> [Problem to work on]:
Answer these questions from the news article on the cancer compound.
(a) At which institution was the study conducted?
(b) What enzyme protects cancer cells by keeping telomeres from shrinking when cells divide?
(c) In what parts of the body did the mice show no serious side effects?

Scientists research new compound who kill cancer cells identified

Scientists research new compound
New York : Scientists have discovered a method of therapy to kill cancer cells by targeting their biological clock. The study, conducted at the University of Texas Southwestern Medical Center in Dallas, focused on using a small molecule to stop the growth of cancer cells in culture and shrink tumors in mice.

The molecule, 6-thiodG, interferes with the cell's mechanism for maintaining the length telomeres, which cap the ends of cell's chromosomes to protect them from damage. The telomeres shorten every time the cell divides. When they shrink to a critical length, the cell can no longer divide and dies.

"We observed broad efficacy against a range of cancer cell lines with very low concentrations of 6-thiodG, as well as tumor burden shrinkage in mice," said Dr. Jerry Shay, one of the lead researchers.

Cancer cells are protected by an enzyme called telomerase, which keeps telomeres from shrinking when cells divide. Other research has focused on drugs to block telomerase, but the problem with them has been that they have to be used over a long period, becoming toxic to the body.

Because 6-thiodG is not normally used in telomeres, the compound acts as an 'alarm' signal instead that is recognized by the cell as damage. As a result, the cell stops dividing and dies. The researchers said using telomerase to kill cells represents a potentially promising therapy against cancer.

"Using telomerase to incorporate toxic products into telomeres is remarkably encouraging at this point," said Dr. Woodring Wright, a lead researcher. The mice did not suffer any serious side effects in the blood, liver and kidneys, the researchers said.

"Since telomerase is expressed in almost all human cancers, this work represents a potentially innovative approach to targeting telomerase-expressing cancer cells with minimal side effects on normal cells," said Dr. Jerry Shay, another lead researcher. "We believe this small molecule will address an unmet cancer need in an underexplored area that will be rapidly applicable to the clinic."

Point-per-instance localization data:
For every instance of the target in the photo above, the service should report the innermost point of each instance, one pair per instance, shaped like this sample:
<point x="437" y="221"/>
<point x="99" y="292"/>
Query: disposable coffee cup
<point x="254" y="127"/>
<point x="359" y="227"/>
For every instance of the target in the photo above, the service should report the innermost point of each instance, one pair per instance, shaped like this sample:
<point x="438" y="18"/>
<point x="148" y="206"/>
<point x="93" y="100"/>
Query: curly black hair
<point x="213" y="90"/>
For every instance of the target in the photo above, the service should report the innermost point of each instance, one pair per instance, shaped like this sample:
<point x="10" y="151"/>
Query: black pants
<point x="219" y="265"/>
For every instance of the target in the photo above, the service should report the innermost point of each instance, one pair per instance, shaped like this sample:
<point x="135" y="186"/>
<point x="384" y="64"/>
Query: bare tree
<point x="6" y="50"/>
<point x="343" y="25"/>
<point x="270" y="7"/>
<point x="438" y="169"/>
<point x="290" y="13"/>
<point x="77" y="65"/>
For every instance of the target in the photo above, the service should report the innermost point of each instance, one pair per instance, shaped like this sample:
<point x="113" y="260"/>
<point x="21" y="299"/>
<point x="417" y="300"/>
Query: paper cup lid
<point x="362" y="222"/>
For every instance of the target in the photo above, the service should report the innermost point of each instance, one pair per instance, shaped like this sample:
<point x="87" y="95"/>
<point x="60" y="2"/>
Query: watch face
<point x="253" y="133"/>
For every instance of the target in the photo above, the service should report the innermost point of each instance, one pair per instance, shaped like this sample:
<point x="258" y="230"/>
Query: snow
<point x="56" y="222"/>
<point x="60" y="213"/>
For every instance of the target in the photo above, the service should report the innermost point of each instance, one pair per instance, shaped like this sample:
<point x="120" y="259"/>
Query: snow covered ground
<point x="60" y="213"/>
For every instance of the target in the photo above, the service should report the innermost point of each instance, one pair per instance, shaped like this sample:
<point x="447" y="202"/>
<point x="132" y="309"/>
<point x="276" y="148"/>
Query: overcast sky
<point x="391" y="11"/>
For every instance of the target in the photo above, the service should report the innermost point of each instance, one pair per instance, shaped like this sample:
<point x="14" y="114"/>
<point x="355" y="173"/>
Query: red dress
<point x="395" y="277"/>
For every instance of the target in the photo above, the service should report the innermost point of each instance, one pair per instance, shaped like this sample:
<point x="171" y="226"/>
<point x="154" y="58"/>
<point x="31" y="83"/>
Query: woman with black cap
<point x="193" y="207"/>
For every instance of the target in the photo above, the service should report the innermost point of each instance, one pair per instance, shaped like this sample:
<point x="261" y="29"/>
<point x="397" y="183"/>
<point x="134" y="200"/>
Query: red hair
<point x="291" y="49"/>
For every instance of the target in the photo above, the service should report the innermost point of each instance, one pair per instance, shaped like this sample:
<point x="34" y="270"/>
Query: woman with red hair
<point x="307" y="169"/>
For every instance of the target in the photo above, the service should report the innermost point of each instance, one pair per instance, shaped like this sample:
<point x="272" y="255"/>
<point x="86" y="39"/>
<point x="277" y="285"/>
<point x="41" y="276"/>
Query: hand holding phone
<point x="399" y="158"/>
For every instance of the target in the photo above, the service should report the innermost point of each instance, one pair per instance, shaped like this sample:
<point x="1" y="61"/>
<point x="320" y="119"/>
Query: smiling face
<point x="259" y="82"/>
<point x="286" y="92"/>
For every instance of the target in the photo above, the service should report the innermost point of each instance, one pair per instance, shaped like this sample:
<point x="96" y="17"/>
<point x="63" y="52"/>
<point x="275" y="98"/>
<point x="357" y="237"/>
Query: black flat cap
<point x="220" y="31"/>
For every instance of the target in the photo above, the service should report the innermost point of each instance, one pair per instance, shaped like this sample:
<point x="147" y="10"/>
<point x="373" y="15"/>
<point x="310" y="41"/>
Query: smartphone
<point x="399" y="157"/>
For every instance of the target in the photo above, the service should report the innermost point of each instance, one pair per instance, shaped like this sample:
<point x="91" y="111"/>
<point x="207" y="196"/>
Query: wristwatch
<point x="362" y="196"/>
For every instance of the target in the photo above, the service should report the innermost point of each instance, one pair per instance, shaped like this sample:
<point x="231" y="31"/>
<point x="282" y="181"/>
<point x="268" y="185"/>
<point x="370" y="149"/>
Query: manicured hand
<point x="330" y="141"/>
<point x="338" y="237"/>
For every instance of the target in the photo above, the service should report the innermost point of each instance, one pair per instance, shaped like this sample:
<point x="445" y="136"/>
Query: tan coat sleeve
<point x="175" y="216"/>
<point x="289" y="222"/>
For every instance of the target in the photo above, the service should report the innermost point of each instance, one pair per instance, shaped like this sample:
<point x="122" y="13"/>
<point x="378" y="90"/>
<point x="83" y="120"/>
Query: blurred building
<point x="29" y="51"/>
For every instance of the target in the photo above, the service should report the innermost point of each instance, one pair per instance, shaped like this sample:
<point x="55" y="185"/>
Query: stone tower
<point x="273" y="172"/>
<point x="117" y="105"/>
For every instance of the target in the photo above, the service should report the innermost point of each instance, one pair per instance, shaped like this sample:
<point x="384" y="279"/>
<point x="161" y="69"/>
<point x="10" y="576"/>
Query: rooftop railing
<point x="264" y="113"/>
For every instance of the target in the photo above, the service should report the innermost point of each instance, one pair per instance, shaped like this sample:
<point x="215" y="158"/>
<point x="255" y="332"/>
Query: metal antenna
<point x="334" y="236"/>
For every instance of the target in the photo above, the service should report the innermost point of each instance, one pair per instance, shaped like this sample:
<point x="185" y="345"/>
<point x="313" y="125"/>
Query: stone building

> [Response area]:
(a) The University of Texas Southwestern Medical Center in Dallas.
(b) Telomerase.
(c) The blood, liver and kidneys.